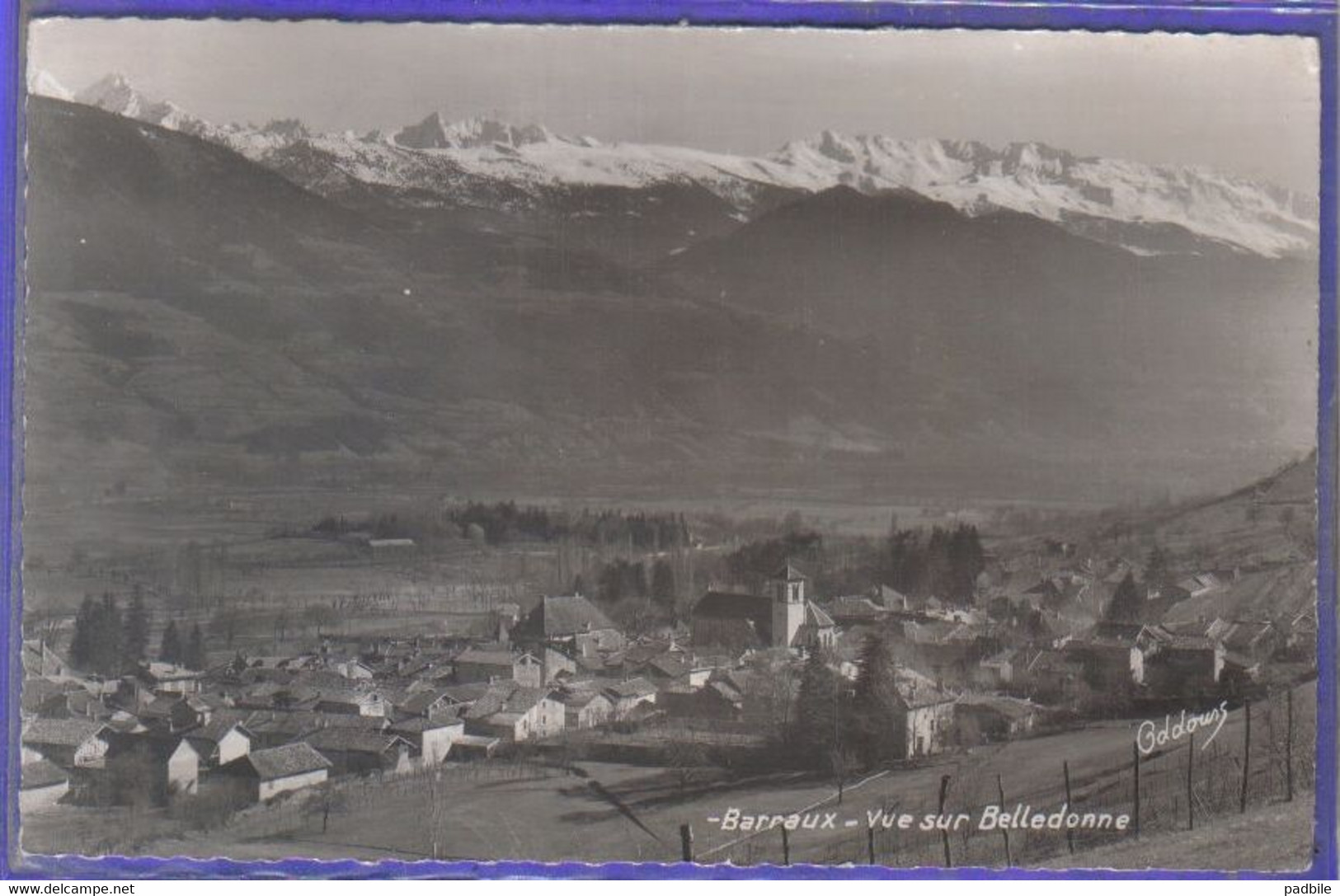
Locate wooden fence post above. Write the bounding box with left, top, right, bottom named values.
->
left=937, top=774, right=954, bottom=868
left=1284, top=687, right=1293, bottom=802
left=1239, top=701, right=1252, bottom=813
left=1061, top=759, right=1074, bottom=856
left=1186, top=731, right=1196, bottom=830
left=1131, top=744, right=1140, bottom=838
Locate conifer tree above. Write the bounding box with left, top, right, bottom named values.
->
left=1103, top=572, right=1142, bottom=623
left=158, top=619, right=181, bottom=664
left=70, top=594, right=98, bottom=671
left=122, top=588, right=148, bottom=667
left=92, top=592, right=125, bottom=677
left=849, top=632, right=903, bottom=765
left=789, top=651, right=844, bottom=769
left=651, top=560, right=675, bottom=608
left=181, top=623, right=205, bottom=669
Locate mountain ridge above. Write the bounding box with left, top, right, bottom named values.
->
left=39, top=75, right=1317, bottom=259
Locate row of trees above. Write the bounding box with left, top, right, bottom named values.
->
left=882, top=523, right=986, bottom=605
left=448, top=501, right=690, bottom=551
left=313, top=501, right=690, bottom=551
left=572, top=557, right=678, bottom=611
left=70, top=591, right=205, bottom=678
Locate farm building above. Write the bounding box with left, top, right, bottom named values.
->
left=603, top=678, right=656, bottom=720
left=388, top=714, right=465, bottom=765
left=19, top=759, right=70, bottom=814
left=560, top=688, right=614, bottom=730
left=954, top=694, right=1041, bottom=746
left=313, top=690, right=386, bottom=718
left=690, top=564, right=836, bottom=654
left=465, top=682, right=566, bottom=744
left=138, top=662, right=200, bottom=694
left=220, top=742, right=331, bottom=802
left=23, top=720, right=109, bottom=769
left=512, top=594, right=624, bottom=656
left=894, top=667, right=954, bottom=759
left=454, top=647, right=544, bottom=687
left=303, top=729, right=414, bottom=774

#### TASK STATEMENT
Please convert the listing above into a JSON list of strings, one string for each line and no blank lines. Leave the pictures out.

#### SOLUTION FOR THIS EXERCISE
[
  "Locate wooden fence post above. Write the bounding box with left, top, right, bottom named values.",
  "->",
  "left=937, top=774, right=954, bottom=868",
  "left=1284, top=687, right=1293, bottom=802",
  "left=1239, top=701, right=1252, bottom=813",
  "left=1061, top=759, right=1074, bottom=856",
  "left=1186, top=731, right=1196, bottom=830",
  "left=1131, top=744, right=1140, bottom=838",
  "Locate conifer tree above. Write the bounding box with left, top, right, bottom named values.",
  "->",
  "left=1103, top=572, right=1142, bottom=623",
  "left=158, top=619, right=181, bottom=664",
  "left=70, top=594, right=98, bottom=671",
  "left=122, top=588, right=148, bottom=667",
  "left=92, top=592, right=125, bottom=677",
  "left=849, top=632, right=903, bottom=765",
  "left=789, top=651, right=844, bottom=769",
  "left=651, top=560, right=675, bottom=608",
  "left=181, top=623, right=205, bottom=669",
  "Locate mountain ridge above. Write the bounding box with left, top, right, bottom named values.",
  "->",
  "left=39, top=75, right=1317, bottom=259",
  "Locate row of trees above. Write the bounding box with left, top, right, bottom named values.",
  "->",
  "left=882, top=523, right=986, bottom=605",
  "left=448, top=501, right=690, bottom=551",
  "left=313, top=501, right=690, bottom=551",
  "left=572, top=557, right=678, bottom=611",
  "left=70, top=591, right=205, bottom=678",
  "Locate farm building above. Write the bounding box with left, top, right, bottom named values.",
  "->",
  "left=603, top=678, right=656, bottom=720",
  "left=388, top=714, right=465, bottom=765",
  "left=19, top=759, right=70, bottom=814",
  "left=560, top=688, right=614, bottom=730",
  "left=954, top=694, right=1041, bottom=746",
  "left=313, top=690, right=386, bottom=718",
  "left=690, top=564, right=836, bottom=654",
  "left=465, top=682, right=566, bottom=744",
  "left=138, top=662, right=200, bottom=694",
  "left=220, top=742, right=331, bottom=802",
  "left=23, top=720, right=109, bottom=769",
  "left=512, top=594, right=624, bottom=656",
  "left=894, top=667, right=954, bottom=759",
  "left=454, top=647, right=544, bottom=687",
  "left=303, top=729, right=414, bottom=774"
]